* BEGIN Source data *

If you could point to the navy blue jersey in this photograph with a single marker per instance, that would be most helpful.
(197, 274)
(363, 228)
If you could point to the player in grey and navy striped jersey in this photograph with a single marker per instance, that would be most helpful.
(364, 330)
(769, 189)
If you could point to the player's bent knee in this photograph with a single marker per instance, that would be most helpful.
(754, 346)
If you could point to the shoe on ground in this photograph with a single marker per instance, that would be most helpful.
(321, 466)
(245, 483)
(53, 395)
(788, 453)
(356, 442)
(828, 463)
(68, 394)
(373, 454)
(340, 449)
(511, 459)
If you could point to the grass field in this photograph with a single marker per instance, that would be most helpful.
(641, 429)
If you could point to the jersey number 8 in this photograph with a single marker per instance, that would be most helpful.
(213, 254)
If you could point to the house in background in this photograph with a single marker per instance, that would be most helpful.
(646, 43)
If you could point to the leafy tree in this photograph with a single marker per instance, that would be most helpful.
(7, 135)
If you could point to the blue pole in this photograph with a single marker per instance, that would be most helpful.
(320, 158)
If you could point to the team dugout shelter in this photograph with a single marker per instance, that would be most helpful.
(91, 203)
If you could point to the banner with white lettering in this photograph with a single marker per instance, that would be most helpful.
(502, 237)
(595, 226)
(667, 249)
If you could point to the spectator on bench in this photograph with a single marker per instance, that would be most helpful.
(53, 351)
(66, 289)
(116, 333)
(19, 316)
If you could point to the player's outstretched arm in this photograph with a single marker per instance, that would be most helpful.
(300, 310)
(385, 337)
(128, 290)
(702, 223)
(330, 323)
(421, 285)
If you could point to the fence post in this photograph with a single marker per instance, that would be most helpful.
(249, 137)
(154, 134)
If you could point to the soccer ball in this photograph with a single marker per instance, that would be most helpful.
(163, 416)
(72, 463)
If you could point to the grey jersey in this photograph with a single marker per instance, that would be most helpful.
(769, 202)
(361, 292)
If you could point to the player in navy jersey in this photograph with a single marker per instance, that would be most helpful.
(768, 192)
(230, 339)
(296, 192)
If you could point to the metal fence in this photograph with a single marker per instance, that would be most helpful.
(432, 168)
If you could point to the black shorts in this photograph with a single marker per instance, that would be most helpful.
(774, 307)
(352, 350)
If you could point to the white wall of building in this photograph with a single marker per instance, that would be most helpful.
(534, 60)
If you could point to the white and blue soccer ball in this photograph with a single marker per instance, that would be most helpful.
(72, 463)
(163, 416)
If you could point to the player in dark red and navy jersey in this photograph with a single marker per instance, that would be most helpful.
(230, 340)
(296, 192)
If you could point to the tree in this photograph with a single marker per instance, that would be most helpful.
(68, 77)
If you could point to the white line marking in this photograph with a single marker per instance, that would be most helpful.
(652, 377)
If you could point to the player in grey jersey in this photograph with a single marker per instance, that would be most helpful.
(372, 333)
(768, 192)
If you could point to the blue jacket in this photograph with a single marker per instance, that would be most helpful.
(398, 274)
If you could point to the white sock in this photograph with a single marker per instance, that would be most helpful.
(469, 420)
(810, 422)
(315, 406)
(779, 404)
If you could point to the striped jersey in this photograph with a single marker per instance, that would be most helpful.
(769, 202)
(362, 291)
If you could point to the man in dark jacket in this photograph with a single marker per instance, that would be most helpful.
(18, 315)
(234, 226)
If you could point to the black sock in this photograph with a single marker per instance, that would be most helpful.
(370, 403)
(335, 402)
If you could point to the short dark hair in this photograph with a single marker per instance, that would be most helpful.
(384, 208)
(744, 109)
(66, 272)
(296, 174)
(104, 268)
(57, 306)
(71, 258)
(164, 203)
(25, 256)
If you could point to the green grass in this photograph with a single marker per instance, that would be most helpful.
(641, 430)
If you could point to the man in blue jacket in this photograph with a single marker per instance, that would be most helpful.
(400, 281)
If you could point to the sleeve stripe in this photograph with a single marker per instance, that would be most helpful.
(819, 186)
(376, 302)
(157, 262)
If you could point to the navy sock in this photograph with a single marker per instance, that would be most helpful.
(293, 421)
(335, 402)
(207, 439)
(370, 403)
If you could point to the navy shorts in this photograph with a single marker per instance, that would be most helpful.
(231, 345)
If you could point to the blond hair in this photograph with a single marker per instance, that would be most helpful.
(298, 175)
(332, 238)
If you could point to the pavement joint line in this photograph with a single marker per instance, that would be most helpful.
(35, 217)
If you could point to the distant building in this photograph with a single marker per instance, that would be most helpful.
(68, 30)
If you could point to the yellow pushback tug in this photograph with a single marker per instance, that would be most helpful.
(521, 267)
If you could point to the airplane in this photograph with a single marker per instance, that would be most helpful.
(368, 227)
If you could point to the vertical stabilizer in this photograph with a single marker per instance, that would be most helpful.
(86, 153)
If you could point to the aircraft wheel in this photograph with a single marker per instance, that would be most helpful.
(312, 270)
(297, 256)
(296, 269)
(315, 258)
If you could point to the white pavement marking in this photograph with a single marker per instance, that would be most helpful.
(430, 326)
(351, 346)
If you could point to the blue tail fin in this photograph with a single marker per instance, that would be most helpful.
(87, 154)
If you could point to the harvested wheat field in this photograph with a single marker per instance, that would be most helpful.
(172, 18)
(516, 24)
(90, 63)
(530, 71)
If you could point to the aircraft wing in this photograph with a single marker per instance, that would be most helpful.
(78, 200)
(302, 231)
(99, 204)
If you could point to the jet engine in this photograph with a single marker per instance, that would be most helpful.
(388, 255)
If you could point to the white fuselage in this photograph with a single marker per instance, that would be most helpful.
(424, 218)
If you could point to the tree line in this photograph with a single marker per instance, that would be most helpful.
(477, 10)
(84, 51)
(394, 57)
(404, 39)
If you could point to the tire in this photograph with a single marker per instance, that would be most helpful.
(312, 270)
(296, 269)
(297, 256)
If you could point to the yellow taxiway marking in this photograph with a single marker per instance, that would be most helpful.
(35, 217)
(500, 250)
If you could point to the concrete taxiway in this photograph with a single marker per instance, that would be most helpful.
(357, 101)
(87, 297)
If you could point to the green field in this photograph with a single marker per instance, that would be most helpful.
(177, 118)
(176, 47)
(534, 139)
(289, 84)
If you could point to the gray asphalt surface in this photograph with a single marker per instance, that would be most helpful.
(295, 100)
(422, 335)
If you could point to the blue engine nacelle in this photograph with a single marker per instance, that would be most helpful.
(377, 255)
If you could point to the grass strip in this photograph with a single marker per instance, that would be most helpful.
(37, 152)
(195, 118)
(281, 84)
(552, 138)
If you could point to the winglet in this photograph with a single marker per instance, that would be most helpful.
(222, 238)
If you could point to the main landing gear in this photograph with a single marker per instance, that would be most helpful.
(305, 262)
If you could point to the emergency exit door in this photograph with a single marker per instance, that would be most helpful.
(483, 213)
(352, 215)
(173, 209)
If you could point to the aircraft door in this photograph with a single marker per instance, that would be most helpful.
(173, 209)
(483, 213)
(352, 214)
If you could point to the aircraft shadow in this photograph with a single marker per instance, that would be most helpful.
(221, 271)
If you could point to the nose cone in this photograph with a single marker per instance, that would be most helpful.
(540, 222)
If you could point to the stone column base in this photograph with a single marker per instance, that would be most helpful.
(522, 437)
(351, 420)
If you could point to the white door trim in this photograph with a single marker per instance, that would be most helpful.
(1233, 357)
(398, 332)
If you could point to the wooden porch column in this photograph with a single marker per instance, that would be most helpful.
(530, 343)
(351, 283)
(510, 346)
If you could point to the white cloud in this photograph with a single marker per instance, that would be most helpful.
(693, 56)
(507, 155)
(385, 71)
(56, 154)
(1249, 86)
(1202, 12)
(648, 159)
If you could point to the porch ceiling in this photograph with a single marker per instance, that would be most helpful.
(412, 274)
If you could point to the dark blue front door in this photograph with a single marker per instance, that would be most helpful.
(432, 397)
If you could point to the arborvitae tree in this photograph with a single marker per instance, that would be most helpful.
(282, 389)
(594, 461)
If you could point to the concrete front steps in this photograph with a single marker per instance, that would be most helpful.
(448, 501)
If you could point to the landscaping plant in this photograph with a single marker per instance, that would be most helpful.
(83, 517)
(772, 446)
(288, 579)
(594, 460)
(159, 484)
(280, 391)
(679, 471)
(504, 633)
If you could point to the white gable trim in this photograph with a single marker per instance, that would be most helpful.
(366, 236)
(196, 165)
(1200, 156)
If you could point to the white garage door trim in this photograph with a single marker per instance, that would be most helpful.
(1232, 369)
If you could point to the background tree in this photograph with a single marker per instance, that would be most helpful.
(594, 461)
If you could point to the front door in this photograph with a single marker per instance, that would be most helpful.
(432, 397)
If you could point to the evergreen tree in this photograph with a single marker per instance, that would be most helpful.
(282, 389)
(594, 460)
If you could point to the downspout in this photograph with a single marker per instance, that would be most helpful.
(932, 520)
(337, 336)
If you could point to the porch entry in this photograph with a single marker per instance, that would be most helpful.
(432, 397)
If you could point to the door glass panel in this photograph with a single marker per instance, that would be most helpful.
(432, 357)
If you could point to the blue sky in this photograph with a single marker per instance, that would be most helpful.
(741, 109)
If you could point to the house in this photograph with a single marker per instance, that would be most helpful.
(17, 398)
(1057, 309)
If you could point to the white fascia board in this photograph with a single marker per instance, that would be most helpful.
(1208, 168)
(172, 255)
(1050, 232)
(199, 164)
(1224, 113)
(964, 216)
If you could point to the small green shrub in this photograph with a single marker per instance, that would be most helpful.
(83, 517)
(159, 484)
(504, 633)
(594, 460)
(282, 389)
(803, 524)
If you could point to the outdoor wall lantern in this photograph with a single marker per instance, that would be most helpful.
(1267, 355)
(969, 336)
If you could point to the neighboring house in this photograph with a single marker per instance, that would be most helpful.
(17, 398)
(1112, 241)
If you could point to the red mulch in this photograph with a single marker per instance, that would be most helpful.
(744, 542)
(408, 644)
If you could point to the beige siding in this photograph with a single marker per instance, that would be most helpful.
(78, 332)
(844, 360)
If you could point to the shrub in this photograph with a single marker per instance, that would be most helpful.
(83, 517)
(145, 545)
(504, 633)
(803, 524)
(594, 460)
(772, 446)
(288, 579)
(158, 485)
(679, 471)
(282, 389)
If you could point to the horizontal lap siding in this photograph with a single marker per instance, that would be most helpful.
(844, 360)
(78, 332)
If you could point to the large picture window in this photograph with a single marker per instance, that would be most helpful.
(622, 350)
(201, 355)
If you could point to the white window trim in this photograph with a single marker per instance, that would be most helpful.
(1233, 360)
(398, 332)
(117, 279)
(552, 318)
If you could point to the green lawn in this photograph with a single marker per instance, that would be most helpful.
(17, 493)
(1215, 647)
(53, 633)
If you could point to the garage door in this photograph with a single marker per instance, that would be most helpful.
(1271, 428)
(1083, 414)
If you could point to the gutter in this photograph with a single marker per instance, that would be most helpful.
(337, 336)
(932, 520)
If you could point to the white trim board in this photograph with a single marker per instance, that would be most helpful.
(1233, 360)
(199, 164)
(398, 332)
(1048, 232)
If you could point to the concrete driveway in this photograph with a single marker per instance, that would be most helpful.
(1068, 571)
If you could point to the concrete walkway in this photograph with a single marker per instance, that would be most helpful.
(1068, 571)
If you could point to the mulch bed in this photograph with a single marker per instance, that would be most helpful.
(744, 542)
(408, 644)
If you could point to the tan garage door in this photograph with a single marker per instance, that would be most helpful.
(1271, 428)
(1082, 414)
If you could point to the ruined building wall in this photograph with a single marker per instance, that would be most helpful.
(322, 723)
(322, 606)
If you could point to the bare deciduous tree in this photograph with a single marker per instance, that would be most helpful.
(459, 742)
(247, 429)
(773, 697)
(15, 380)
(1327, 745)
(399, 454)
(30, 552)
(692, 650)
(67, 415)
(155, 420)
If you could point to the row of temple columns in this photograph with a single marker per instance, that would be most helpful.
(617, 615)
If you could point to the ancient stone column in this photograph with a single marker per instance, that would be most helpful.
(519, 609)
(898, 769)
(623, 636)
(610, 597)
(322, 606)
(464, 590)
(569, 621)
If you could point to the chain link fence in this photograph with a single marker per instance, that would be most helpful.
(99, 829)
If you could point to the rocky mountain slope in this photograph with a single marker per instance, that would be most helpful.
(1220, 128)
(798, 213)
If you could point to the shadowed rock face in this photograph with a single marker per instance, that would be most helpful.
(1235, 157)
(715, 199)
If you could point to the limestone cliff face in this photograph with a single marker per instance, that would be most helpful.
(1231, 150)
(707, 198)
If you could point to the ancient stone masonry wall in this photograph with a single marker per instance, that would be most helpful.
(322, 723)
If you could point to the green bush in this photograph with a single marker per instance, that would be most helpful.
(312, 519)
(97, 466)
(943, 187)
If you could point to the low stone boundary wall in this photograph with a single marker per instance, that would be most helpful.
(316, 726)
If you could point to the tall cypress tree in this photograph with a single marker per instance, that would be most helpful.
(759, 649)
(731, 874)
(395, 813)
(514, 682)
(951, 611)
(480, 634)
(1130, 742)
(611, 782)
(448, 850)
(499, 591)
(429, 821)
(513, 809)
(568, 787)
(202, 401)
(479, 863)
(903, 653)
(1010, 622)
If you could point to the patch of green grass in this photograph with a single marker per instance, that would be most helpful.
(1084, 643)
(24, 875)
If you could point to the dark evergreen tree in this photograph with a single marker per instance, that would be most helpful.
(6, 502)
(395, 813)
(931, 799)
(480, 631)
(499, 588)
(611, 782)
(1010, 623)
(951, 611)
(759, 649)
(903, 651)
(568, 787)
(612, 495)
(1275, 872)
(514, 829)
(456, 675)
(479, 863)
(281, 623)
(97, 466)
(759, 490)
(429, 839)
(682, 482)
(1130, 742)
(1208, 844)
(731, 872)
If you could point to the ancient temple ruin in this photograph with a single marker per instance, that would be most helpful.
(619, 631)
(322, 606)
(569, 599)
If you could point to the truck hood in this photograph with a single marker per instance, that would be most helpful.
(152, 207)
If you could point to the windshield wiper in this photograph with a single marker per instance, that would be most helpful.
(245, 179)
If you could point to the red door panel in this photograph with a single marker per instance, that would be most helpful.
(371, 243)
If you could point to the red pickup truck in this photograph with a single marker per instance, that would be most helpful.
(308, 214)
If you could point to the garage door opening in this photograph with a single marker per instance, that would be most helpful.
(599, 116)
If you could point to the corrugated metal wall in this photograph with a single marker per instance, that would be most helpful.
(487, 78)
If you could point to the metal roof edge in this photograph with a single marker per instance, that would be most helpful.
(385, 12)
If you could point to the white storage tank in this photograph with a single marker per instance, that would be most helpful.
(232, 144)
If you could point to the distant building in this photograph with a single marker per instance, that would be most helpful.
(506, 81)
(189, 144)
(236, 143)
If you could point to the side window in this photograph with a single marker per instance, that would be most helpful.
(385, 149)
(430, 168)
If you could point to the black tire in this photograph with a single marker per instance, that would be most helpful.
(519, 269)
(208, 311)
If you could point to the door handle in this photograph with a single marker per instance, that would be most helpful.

* END Source data *

Short task.
Only the lines from the one with "If you could point to the garage door opening" through the end of the material are wanted; copy them exactly, both ends included.

Task result.
If you could point to the garage door opening in this photograph with a single marker per instance, that would be most helpful.
(599, 116)
If you could point to the corrugated metal wall in this photograph with a single marker per instance, that would be most helpful.
(487, 78)
If you could point to the metal roof edge in this photograph with a single marker per instance, that would be most helpful.
(385, 12)
If you could point to the white storage tank in this photograph with a single marker per instance, that would be most helpful.
(232, 144)
If you could point to the distant building in this photograph with a single marker per instance, that would be most helpful.
(506, 81)
(189, 144)
(236, 143)
If you could point to the side window in this photograph with a single marker per instance, that would be most helpful.
(385, 149)
(430, 168)
If you could point to the black tire in this photograph with a single marker per instance, that would be most helpful.
(519, 269)
(208, 311)
If you could point to the door handle in this photograph with a single marker per instance, that would be most helpful.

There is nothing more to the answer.